**TEXT EXCERPT**
# Sore foot??



## MissCV (Sep 18, 2010)

Hi All

My tiel has been favouring one foot for the last week. He is currently on meds for a yeast infection so i thought i might have hurt him when medicating last week (i wrapped him in a tea towel so thought maybe he caught his foot while struggling), but after a visit to the vet, the vet didnt seem to think anything was broken and wasnt too concerned as he is still displaying strength in it when needed (like when he ran to attack the vet!). So the vet said it could be a sprain and to wait and see how he goes.

But it doesnt appear to be improving. So i am becoming a little worried. 

I removed most of his perches and there is nothing rough in his cage. 

He isnt really his usual happy self but that could be due to the yeast infection too. So i am struggling to know what else i can do for him.

If you have any suggestions it would be very much appreciated.


----------



## enigma731 (Aug 12, 2011)

Okay, wait. Can you give us a review of the history here? I know you've had several threads. As I understand it, this bird had a yeast infection, then was on antibiotics for a foot problem, and now has a yeast infection and a foot problem again? Is it the same foot that was being treated by antibiotics before?

**MATERIAL PROVIDED**
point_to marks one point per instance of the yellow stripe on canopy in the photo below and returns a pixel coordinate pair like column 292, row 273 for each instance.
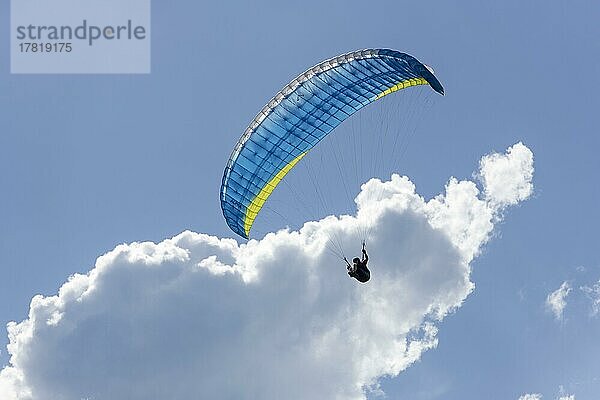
column 263, row 195
column 402, row 85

**WORK INSTRUCTION**
Answer these questions from the sore-foot thread above:
(a) What did the poster wrap the bird in while giving medication?
(b) What did the vet say the problem could be?
(c) According to the reply, what was the bird on antibiotics for?

**WORKED SOLUTION**
(a) A tea towel.
(b) A sprain.
(c) A foot problem.